### Goal
In the page on merging dataset arrays with `join`, reproduce word for word the stretch that begins with "## Documentation Center" and ends with "for more information.".

## Documentation Center |

The `dataset` data type might be removed in
a future release. To work with heterogeneous data, use the MATLAB^{®} `table` data
type instead. See MATLAB `table` documentation
for more information.

`C = join(A,B)C = join(A,B,keys)C = join(A,B,`

`C = join(A,B)` creates a
dataset array `C` by merging observations from the
two dataset arrays `A` and `B`. `join` performs
the merge by first finding *key variables*, that
is, pairs of dataset variables, one in `A` and one
in `B`, that share the same name. Each observation
in `B` must contain a unique combination of values
in the key variables, and must contain all combinations of values
that are present in the keys from `A`. `join` then
uses these key variables to define a many-to-one correspondence between
observations in `A` and those in `B`. `join` uses
this correspondence to replicate the observations in `B` and
combine them with the observations in `A` to create `C`.

`C = join(A,B,keys)` performs
the merge using the variables specified by `keys` as
the key variables in both `A` and `B`. `keys` is
a positive integer, a vector of positive integers, a variable name,
a cell array of variable names, or a logical vector.

`C` contains one observation for each observation
in `A`. Variables in `C` include
all of the variables from `A`, as well as one variable
corresponding to each variable in `B` (except for
the keys from `B`). If `A` and `B` contain
variables with identical names, `join` adds the suffix `'_left'` and `'_right'` to
the corresponding variables in `C`.

### Data entries
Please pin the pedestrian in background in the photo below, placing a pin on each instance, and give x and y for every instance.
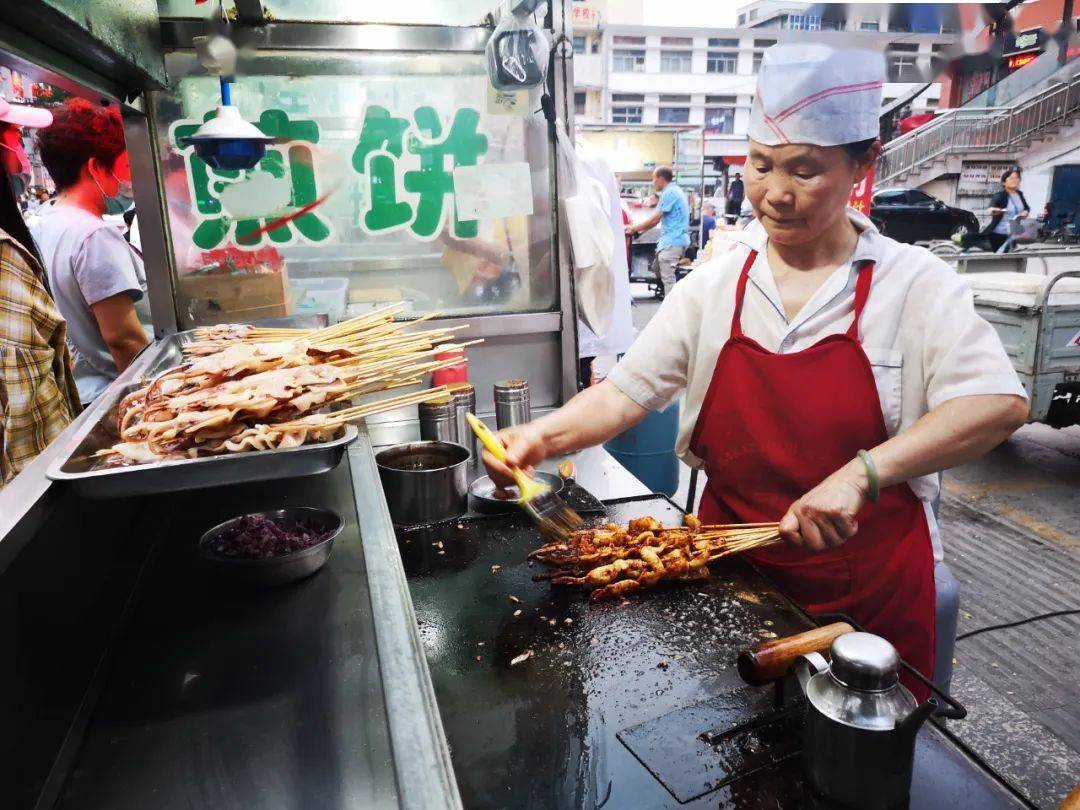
(38, 395)
(707, 223)
(736, 194)
(1007, 204)
(95, 275)
(673, 214)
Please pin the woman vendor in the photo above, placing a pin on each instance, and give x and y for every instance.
(828, 373)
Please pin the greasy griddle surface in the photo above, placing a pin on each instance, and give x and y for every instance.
(543, 733)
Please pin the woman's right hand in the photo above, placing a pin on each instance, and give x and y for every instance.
(526, 446)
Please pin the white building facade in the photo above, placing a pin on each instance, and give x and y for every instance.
(701, 80)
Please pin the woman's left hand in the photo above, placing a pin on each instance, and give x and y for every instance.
(825, 516)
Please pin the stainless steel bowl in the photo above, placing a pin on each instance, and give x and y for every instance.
(424, 482)
(284, 568)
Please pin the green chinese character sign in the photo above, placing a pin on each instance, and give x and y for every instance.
(243, 207)
(408, 165)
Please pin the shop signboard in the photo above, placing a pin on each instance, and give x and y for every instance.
(585, 15)
(274, 202)
(973, 179)
(406, 165)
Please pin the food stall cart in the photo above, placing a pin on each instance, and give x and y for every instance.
(135, 679)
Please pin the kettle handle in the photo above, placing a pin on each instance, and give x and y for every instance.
(808, 665)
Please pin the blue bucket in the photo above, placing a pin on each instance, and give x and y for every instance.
(648, 450)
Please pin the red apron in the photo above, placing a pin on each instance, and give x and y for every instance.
(771, 428)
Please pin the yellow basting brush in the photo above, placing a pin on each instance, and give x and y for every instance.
(556, 520)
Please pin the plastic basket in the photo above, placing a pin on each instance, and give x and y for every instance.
(328, 295)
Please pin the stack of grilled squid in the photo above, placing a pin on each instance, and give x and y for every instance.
(244, 388)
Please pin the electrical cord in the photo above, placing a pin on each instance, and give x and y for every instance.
(1006, 625)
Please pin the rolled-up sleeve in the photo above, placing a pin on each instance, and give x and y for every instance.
(655, 369)
(962, 354)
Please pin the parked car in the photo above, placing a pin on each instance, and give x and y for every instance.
(909, 215)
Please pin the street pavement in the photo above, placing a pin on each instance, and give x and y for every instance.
(1011, 532)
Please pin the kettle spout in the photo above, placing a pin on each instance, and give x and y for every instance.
(910, 724)
(808, 665)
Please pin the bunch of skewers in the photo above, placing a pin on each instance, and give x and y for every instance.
(615, 561)
(244, 388)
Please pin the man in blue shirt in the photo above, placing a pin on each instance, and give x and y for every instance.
(673, 214)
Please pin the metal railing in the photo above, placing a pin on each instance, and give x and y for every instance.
(984, 130)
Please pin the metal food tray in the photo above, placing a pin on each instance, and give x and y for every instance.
(75, 466)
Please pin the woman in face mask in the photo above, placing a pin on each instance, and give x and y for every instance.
(96, 277)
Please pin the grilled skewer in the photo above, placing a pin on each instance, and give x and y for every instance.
(611, 561)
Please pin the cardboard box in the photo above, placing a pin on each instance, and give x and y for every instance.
(233, 297)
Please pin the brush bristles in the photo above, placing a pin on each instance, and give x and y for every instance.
(554, 517)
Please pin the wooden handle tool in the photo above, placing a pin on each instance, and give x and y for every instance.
(768, 661)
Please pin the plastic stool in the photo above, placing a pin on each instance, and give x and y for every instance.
(948, 616)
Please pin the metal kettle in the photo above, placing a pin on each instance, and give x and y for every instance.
(861, 724)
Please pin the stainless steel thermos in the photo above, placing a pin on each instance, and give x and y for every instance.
(439, 420)
(512, 403)
(464, 402)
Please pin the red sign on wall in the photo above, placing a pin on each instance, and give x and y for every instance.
(860, 199)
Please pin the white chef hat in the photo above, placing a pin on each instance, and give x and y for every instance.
(815, 94)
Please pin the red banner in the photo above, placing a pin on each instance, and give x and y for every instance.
(860, 199)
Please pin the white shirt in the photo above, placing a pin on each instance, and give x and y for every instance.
(919, 329)
(620, 333)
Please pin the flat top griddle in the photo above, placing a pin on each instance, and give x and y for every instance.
(606, 712)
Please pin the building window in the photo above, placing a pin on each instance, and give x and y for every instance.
(720, 115)
(800, 22)
(758, 44)
(675, 62)
(902, 68)
(626, 108)
(674, 109)
(628, 62)
(723, 62)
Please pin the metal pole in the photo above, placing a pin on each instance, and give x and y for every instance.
(701, 197)
(1066, 31)
(139, 134)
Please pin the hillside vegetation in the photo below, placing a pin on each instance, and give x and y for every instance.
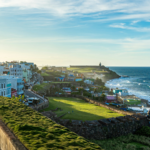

### The result
## Documentation Center |

The `dataset` data type might be removed in
a future release. To work with heterogeneous data, use the MATLAB^{®} `table` data
type instead. See MATLAB `table` documentation
for more information.